Content starts

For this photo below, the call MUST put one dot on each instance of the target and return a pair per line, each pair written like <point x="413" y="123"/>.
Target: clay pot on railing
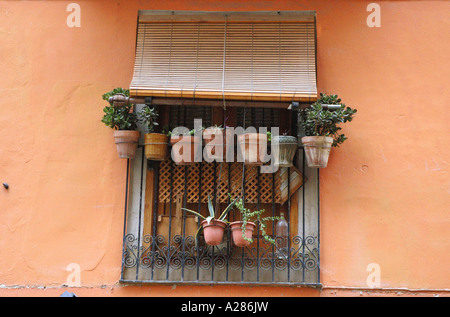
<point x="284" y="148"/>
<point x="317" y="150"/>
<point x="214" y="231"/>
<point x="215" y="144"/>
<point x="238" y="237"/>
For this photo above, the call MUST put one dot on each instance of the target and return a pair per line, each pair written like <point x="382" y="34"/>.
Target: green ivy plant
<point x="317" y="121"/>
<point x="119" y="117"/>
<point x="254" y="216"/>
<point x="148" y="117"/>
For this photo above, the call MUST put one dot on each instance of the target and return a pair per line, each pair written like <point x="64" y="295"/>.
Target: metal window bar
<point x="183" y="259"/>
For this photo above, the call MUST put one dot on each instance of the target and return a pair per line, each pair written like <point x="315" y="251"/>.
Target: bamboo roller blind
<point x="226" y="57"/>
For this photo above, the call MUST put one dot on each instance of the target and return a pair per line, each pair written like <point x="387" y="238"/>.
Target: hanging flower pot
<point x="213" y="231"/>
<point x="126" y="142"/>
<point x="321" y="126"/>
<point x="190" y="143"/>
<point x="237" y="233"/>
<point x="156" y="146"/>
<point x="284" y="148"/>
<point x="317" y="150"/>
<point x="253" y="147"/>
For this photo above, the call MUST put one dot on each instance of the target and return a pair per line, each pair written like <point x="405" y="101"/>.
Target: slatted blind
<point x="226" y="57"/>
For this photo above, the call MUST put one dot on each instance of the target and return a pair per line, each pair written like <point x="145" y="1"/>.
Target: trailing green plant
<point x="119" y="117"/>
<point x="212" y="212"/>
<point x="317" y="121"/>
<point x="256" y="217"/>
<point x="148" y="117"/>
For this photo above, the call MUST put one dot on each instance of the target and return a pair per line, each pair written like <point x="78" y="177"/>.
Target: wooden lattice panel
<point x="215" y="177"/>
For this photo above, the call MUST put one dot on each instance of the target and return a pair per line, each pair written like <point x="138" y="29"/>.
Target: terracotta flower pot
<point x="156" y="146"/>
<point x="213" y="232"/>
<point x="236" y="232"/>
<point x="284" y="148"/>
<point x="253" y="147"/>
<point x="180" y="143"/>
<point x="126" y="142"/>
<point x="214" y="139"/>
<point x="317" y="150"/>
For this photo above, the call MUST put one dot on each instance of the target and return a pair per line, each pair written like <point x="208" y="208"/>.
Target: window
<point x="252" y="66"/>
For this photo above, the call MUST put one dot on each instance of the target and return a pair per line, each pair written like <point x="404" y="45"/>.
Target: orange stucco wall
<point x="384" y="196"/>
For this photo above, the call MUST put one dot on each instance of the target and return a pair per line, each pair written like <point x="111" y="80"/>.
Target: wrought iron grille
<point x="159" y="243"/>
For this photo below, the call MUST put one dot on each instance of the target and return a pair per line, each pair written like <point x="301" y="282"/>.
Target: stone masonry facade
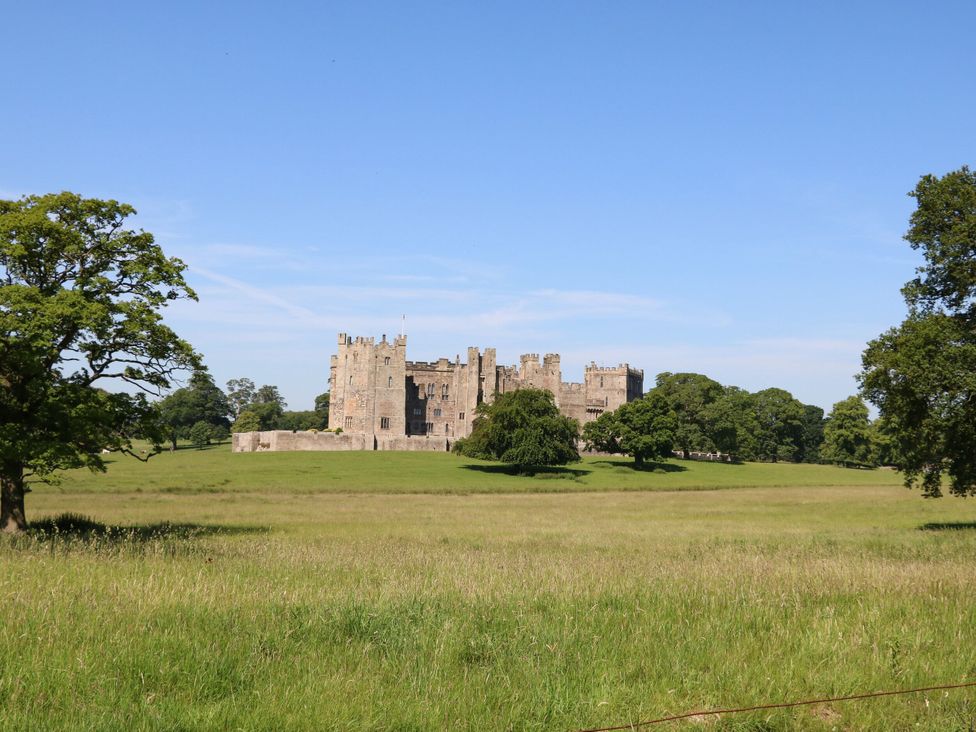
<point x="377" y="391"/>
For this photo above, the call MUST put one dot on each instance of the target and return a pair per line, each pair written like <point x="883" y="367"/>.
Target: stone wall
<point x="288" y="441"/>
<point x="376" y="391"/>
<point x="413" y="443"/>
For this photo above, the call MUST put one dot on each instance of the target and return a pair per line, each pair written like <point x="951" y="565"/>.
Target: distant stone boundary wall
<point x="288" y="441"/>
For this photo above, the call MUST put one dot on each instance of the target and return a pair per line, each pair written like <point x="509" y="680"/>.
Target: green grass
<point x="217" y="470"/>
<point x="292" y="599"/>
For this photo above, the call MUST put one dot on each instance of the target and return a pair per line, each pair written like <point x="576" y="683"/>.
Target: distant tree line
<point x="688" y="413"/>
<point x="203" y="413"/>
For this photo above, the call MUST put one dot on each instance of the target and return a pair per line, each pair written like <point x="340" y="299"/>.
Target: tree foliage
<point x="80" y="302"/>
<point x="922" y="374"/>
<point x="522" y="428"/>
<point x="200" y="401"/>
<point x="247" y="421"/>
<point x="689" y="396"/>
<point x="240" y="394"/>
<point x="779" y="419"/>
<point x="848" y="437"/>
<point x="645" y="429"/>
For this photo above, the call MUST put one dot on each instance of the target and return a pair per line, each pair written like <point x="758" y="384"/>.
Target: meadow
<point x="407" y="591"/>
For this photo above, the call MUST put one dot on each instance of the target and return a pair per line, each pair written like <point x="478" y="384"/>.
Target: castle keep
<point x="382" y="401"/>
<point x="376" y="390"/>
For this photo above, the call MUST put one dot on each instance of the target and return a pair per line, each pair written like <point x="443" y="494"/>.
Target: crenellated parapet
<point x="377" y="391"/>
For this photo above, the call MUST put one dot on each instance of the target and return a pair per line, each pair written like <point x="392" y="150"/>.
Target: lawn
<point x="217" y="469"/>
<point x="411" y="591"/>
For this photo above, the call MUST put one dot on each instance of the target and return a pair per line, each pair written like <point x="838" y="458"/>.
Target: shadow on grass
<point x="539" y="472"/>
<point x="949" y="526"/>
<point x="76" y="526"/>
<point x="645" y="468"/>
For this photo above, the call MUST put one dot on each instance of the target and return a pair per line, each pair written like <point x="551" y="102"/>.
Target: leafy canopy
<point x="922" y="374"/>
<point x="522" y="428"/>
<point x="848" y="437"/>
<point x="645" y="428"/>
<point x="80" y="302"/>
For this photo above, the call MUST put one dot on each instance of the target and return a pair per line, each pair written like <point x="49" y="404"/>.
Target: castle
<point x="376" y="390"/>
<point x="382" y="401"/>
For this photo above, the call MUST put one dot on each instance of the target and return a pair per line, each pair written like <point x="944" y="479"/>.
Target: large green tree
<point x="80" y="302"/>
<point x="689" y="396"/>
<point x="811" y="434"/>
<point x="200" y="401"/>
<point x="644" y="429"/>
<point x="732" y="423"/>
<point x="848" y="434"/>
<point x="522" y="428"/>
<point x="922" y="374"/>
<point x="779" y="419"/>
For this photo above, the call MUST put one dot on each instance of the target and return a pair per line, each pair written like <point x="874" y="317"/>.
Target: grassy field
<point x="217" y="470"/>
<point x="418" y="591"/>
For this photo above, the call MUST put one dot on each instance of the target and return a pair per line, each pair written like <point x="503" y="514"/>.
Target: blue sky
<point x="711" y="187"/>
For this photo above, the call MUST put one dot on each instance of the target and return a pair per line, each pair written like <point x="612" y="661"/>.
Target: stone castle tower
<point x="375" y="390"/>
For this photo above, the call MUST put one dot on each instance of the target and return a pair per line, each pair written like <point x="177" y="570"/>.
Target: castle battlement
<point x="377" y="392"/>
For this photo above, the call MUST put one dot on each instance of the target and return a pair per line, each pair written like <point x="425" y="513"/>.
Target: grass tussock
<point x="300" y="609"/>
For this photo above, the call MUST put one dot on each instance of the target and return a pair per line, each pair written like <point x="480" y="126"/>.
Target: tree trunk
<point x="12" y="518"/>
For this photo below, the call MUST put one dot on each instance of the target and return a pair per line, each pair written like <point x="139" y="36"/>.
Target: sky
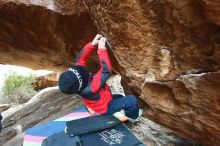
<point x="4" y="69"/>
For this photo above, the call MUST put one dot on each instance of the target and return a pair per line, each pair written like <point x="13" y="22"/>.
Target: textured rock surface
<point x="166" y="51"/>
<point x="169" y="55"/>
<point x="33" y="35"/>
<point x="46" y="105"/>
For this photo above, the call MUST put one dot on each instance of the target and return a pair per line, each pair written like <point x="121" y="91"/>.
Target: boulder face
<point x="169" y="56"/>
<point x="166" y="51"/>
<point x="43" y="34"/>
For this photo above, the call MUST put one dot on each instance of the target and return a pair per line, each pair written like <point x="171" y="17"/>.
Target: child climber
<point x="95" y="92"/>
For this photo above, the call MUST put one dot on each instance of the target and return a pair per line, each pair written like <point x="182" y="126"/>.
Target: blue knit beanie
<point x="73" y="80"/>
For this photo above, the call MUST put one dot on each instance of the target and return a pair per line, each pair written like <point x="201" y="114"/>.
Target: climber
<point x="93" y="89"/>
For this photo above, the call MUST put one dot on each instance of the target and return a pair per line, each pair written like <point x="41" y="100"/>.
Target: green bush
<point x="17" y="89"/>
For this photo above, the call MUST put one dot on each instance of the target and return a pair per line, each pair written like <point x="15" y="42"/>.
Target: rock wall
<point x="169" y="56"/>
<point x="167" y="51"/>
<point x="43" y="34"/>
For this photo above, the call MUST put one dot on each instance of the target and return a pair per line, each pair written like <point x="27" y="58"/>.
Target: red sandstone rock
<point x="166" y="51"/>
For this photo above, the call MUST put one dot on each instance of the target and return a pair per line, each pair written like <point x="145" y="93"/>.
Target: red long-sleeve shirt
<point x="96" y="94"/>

Content ends

WHAT YOU ARE ASKED TO DO »
Anywhere the listing shows the word "below", copy the full line.

SOLUTION TO THE PROBLEM »
For this photo below, the call MUST put one dot on each instance of the target and return a pair per line, each pair written like <point x="413" y="123"/>.
For this photo below, the call MUST put one dot on each instance of the target and return a pair per line, each pair written like <point x="301" y="282"/>.
For this photo below, the call MUST put one dot on each instance of the target and return a pair per line, each pair written like <point x="139" y="36"/>.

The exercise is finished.